_EXERCISE GOAL:_ Output the entries as they appear, skipping images.

▶

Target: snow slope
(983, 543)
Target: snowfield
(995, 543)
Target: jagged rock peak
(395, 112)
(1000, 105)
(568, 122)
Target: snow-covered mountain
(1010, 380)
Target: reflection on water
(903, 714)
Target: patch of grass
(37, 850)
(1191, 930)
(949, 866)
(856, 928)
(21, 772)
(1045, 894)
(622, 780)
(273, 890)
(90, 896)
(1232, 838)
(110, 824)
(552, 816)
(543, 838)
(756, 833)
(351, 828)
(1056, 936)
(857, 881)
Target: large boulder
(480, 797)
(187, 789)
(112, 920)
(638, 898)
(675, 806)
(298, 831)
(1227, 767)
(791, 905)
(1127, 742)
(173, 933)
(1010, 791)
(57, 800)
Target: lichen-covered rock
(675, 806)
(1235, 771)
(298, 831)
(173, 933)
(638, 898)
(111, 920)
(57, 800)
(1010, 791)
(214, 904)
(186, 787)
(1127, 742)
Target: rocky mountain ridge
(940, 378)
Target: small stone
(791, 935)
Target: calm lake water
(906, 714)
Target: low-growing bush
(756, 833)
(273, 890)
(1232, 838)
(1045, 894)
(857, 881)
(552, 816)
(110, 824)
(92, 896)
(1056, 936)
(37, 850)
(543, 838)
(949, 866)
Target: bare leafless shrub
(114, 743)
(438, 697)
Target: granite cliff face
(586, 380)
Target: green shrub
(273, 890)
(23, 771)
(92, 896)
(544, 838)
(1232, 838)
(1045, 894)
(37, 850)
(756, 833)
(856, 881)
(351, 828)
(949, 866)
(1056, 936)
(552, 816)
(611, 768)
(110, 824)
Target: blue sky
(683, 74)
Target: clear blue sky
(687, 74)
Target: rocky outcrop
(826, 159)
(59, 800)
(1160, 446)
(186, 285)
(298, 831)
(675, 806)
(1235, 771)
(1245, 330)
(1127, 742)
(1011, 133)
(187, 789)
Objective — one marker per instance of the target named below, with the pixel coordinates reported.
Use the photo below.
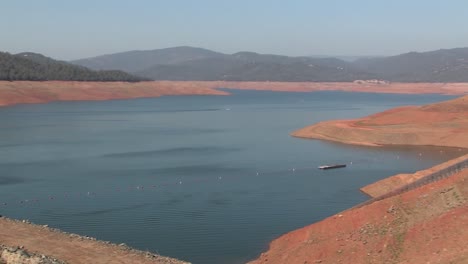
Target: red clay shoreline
(423, 225)
(21, 92)
(388, 231)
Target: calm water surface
(208, 179)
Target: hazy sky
(71, 29)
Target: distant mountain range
(36, 67)
(189, 63)
(197, 64)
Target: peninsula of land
(425, 224)
(441, 124)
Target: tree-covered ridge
(36, 67)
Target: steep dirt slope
(425, 225)
(441, 124)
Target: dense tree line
(36, 67)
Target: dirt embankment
(41, 92)
(18, 255)
(424, 225)
(394, 182)
(440, 124)
(70, 248)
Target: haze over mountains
(36, 67)
(188, 63)
(197, 64)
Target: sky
(73, 29)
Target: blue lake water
(207, 179)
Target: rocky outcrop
(22, 239)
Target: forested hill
(36, 67)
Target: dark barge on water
(336, 166)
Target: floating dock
(336, 166)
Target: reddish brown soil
(441, 124)
(425, 225)
(391, 183)
(42, 92)
(71, 248)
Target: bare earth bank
(440, 124)
(423, 225)
(41, 92)
(69, 248)
(408, 228)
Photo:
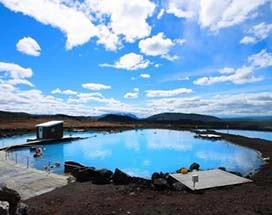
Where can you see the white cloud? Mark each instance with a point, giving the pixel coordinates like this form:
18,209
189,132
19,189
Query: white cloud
65,92
227,70
15,71
130,61
261,31
263,59
109,39
29,46
160,14
239,76
20,81
221,14
122,15
159,45
132,95
242,75
182,9
248,40
214,14
220,104
144,75
167,93
76,26
257,33
95,86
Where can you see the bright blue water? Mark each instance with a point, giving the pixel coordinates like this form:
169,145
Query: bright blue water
252,134
15,140
142,152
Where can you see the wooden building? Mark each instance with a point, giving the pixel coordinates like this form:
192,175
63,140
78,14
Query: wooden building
50,130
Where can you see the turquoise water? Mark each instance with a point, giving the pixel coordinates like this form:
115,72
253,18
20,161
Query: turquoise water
252,134
142,152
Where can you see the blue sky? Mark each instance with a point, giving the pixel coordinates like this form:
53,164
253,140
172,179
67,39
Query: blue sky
91,57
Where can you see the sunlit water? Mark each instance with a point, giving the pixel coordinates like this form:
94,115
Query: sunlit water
142,152
252,134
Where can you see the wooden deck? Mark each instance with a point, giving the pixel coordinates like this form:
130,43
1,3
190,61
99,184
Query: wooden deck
28,182
209,179
40,142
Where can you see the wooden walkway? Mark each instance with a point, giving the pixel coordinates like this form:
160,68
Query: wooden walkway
28,182
41,142
209,179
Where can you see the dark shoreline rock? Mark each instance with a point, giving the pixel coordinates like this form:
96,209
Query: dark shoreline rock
69,166
11,196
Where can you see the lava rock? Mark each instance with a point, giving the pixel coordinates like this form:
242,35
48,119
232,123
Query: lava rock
222,168
11,196
22,209
69,166
4,208
177,186
160,184
102,176
84,174
120,177
194,166
141,182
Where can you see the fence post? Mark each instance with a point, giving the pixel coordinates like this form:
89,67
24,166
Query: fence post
27,162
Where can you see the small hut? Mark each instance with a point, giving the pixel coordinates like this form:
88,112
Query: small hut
50,130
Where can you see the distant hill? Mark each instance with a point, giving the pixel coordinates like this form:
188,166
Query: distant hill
117,118
119,114
175,117
250,118
10,115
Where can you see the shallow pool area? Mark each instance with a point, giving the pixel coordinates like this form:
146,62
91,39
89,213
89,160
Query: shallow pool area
142,152
266,135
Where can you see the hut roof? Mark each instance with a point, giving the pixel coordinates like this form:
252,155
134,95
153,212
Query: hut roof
50,123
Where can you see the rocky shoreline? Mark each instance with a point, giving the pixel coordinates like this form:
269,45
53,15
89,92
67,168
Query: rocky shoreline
137,196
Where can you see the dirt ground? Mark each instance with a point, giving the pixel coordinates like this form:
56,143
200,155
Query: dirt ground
87,198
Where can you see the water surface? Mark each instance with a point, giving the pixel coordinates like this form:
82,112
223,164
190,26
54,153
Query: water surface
142,152
267,135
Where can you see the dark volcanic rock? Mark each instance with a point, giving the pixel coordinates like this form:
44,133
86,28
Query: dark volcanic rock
160,180
194,166
160,183
102,176
11,196
4,208
222,168
178,186
22,209
84,174
120,177
141,182
69,166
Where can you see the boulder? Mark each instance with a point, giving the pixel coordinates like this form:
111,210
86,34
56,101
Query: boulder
84,174
177,186
141,182
222,168
155,175
194,166
120,177
160,183
102,176
22,209
11,196
4,208
69,166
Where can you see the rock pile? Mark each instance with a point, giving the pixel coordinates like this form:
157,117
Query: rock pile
10,202
159,181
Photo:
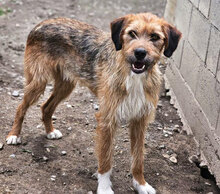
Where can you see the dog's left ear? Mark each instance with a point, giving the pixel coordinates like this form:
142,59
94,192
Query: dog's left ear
116,28
172,39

◀

_OUTPUT OF THE EXERCISE:_
Target: snow slope
(983, 543)
Target: snowfield
(995, 543)
Target: jagged rock peak
(395, 112)
(1000, 105)
(568, 122)
Target: snow-covered mountain
(1010, 380)
Target: reflection on water
(903, 714)
Target: patch of grass
(37, 850)
(1191, 930)
(949, 866)
(856, 928)
(21, 772)
(1045, 894)
(622, 780)
(273, 890)
(90, 896)
(1232, 838)
(110, 824)
(552, 816)
(543, 838)
(756, 833)
(351, 828)
(1056, 936)
(857, 881)
Target: large boulder
(480, 797)
(187, 789)
(112, 920)
(638, 898)
(675, 806)
(298, 831)
(1227, 767)
(791, 905)
(1127, 742)
(173, 933)
(1010, 791)
(57, 800)
Target: lichen-covered rock
(675, 806)
(1235, 771)
(298, 831)
(173, 933)
(638, 898)
(111, 920)
(57, 800)
(1010, 791)
(214, 904)
(186, 787)
(1127, 742)
Target: rocky mountain ridge
(940, 378)
Target: small stone
(791, 935)
Target: calm lake water
(906, 714)
Target: low-growing bush
(756, 833)
(273, 890)
(1232, 838)
(1045, 894)
(857, 881)
(552, 816)
(110, 824)
(92, 896)
(1056, 936)
(37, 850)
(543, 838)
(949, 866)
Target: bare leafless shrub
(114, 743)
(438, 697)
Target: granite cliff face
(586, 380)
Target: green shrub
(273, 890)
(23, 771)
(92, 896)
(544, 838)
(1232, 838)
(1045, 894)
(37, 850)
(756, 833)
(856, 881)
(351, 828)
(949, 866)
(1056, 936)
(552, 816)
(611, 768)
(110, 824)
Target: blue sky
(683, 74)
Target: clear blue sky
(687, 74)
Target: rocky outcrop
(826, 159)
(59, 800)
(1160, 446)
(186, 285)
(298, 831)
(675, 806)
(1235, 771)
(1245, 330)
(1127, 742)
(1011, 133)
(187, 789)
Objective — one marker per instance of the target named below, with the pixel coordinates reported.
Use the photo below.
Target: red clay shoreline
(423, 225)
(21, 92)
(388, 231)
Target: calm water surface
(208, 179)
Target: hazy sky
(71, 29)
Target: distant mountain range
(36, 67)
(189, 63)
(197, 64)
Target: peninsula of land
(425, 224)
(441, 124)
Target: tree-covered ridge
(36, 67)
Target: steep dirt slope
(425, 225)
(441, 124)
Target: dense tree line
(36, 67)
Target: dirt embankment
(41, 92)
(18, 255)
(424, 225)
(394, 182)
(440, 124)
(70, 248)
Target: haze over mountains
(36, 67)
(188, 63)
(197, 64)
Target: sky
(73, 29)
Target: blue lake water
(207, 179)
Target: rocky outcrop
(22, 239)
Target: forested hill
(36, 67)
Target: dark barge on water
(336, 166)
Target: floating dock
(336, 166)
Target: reddish brown soil
(441, 124)
(425, 225)
(391, 183)
(42, 92)
(71, 248)
Target: bare earth bank
(440, 124)
(423, 225)
(41, 92)
(69, 248)
(408, 228)
Photo:
Where can you see the white cloud? Mark each instance with a point, giving the pixel coordinates like this form:
18,209
189,132
19,189
Query: white cloud
65,92
227,70
15,71
130,61
261,31
263,59
109,39
29,46
160,14
239,76
20,81
221,14
122,15
159,45
132,95
242,75
182,9
248,40
214,14
220,104
144,75
167,93
76,26
257,33
95,86
Where can you see the bright blue water? Mark each instance with a point, giving the pixel coordinates like this form:
169,145
Query: bright blue water
252,134
15,140
142,152
Where can you see the wooden building? Mark each instance with a point, giving the pixel coordinates like this form:
192,175
63,140
78,14
Query: wooden building
50,130
Where can you see the turquoise water? Mark each instance with a point, giving the pixel coordinates like this form:
115,72
253,18
20,161
Query: turquoise water
252,134
142,152
Where can you see the blue sky? Mark each instance with a point, giving the pixel coordinates like this form:
53,164
253,140
172,179
67,39
Query: blue sky
91,57
Where can you see the sunlit water? Mark each instance with a point, giving the pixel coordinates like this form:
94,115
Query: sunlit water
142,152
252,134
Where can you see the wooden deck? Mark each instance with a point, giving the pixel coordinates like this form:
130,43
1,3
190,61
99,184
Query: wooden deck
28,182
209,179
40,142
Where can you see the wooden walkway? Mark each instance with a point, giving the pixel coordinates like this form:
160,68
Query: wooden walkway
28,182
41,142
209,179
Where can you see the dark shoreline rock? Mark each instance with a point, giving the pixel coordinates like this form:
96,209
Query: dark shoreline rock
69,166
11,196
Where can you see the lava rock? Mark each instance with a point, giving the pixel coordinates like this form:
242,35
48,119
232,123
Query: lava rock
222,168
11,196
22,209
69,166
4,208
177,186
160,184
102,176
84,174
120,177
194,166
141,182
Where can you see the fence post? Mark each instance with a point, giving the pixel coordinates like this form:
89,67
24,166
Query: fence post
27,162
Where can you see the small hut? Mark each instance with a point, giving the pixel coordinates like this form:
88,112
Query: small hut
50,130
Where can you see the distant hill? Mark each instance with a point, giving the pixel coordinates like this form:
188,166
Query: distant hill
117,118
119,114
175,117
250,118
10,115
Where can you see the shallow pool area? Mark each instance with a point, giving the pixel coordinates like this form:
146,62
91,39
89,213
89,160
Query: shallow pool area
142,152
266,135
Where can you see the hut roof? Mark each instance with a point, giving the pixel coordinates like this form:
252,155
134,95
153,212
Query: hut roof
50,123
Where can you see the rocky shoreline? Mark each instance with a point, giving the pixel coordinates like this form:
269,45
53,15
89,92
67,168
Query: rocky shoreline
137,196
Where can you see the dirt ground? Mark each instance with a point, giving the pixel coordinates like this form:
56,143
200,155
Query: dirt ground
87,198
Where can you see the water surface? Mark each instance with a point, giving the pixel coordinates like this form:
82,112
223,164
190,26
54,153
Query: water surface
142,152
267,135
Where can you see the dark volcanic rock? Mark each instance with a point, giving the pixel coordinates like this form:
44,133
86,28
Query: dark volcanic rock
160,180
194,166
160,183
102,176
11,196
4,208
222,168
178,186
22,209
84,174
120,177
141,182
69,166
Where can you see the boulder? Mark each instance with a point, giving the pixel coordinates like this form:
111,210
86,34
56,101
Query: boulder
84,174
177,186
141,182
222,168
155,175
194,166
120,177
160,183
102,176
22,209
11,196
4,208
69,166
Where can you see the rock pile? Mark each instance with a point, giving the pixel coordinates like this form:
157,117
Query: rock pile
10,202
159,181
Photo:
Where can you see the dog's left ear? Mark each instance with a point, giving the pixel coordinates like this form:
142,59
94,192
Query: dog's left ear
116,28
172,39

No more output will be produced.